* BEGIN Materials provided *

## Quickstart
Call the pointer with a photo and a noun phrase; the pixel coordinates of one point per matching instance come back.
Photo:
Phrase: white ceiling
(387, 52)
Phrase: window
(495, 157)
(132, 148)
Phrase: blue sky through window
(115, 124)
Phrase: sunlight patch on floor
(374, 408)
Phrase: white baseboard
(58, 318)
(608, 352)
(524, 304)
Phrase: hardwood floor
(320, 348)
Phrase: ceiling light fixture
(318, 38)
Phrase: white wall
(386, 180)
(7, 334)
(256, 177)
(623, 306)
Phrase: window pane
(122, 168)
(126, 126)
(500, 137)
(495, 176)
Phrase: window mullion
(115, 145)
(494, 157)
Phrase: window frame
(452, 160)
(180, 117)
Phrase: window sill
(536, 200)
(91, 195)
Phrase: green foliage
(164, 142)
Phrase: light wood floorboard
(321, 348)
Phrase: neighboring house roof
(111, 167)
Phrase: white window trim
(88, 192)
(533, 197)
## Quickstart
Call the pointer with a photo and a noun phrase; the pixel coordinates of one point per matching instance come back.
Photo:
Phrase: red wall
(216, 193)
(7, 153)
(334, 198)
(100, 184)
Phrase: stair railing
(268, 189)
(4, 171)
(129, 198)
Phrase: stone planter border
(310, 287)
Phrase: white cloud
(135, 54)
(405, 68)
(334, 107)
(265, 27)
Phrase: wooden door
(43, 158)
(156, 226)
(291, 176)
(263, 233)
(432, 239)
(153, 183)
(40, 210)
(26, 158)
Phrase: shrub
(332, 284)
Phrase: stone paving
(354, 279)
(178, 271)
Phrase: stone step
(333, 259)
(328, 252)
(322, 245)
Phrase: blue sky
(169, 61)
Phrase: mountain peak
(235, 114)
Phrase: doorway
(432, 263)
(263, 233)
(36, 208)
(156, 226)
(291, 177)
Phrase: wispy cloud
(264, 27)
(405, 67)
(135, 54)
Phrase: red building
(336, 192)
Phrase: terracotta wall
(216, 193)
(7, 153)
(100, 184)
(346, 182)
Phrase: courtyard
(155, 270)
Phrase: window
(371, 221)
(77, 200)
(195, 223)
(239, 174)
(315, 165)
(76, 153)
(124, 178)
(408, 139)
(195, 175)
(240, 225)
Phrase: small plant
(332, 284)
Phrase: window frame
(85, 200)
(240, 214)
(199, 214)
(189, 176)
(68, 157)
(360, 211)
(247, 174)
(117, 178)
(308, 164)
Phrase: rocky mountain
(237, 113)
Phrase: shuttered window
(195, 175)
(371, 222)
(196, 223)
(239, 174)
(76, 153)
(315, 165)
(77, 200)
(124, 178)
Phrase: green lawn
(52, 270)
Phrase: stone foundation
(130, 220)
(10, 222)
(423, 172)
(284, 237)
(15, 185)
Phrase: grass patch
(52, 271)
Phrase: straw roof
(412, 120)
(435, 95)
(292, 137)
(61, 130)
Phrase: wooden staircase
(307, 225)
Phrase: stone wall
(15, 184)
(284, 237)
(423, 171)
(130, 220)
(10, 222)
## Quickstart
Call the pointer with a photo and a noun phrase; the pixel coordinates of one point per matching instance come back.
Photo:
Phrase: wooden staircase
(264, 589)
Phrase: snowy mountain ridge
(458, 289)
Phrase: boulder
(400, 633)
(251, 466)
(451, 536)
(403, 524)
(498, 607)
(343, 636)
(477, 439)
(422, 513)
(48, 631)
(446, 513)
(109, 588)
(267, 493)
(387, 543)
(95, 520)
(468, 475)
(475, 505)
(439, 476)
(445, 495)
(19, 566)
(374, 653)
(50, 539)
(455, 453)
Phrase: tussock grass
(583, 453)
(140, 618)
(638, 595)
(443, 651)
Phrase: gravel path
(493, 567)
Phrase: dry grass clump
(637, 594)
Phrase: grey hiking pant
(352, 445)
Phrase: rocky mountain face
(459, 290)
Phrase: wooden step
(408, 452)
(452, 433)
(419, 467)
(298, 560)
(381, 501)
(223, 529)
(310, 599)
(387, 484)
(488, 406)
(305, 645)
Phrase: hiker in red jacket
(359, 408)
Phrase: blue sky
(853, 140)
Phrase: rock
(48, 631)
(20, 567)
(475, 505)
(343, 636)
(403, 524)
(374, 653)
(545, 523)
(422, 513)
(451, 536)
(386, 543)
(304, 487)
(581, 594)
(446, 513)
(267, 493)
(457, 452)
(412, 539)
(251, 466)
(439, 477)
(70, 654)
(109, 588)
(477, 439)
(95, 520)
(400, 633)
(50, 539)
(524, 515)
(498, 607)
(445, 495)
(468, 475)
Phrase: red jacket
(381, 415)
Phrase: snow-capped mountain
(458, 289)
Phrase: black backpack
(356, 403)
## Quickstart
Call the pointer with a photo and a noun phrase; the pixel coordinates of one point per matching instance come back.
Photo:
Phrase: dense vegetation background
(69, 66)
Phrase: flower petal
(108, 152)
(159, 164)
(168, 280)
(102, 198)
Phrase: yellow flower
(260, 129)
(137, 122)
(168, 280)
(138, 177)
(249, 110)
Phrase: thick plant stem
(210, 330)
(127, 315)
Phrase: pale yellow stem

* END Materials provided *

Exercise instructions »
Give exactly the lines from the one with "Phrase: hiker in red jacket" to the end of the entries, nothing before them.

Task solution »
Phrase: hiker in red jacket
(359, 408)
Phrase: blue sky
(853, 140)
Phrase: rock
(48, 631)
(20, 567)
(475, 505)
(343, 636)
(403, 524)
(374, 653)
(545, 523)
(422, 513)
(451, 536)
(386, 543)
(304, 487)
(581, 594)
(446, 513)
(267, 493)
(457, 452)
(412, 539)
(251, 466)
(439, 477)
(70, 654)
(109, 588)
(477, 439)
(95, 520)
(400, 633)
(50, 539)
(524, 515)
(498, 607)
(445, 495)
(468, 475)
Phrase: red jacket
(381, 415)
Phrase: snow-capped mountain
(458, 289)
Phrase: black backpack
(356, 403)
## Quickstart
Call the pointer with a photo and a noun phrase; the pixel coordinates of one point per matching instance come back.
Photo:
Phrase: dense vegetation background
(69, 66)
Phrase: flower petal
(108, 152)
(159, 164)
(168, 280)
(102, 198)
Phrase: yellow flower
(260, 129)
(137, 122)
(168, 280)
(138, 177)
(249, 110)
Phrase: thick plant stem
(210, 330)
(127, 315)
Phrase: pale yellow stem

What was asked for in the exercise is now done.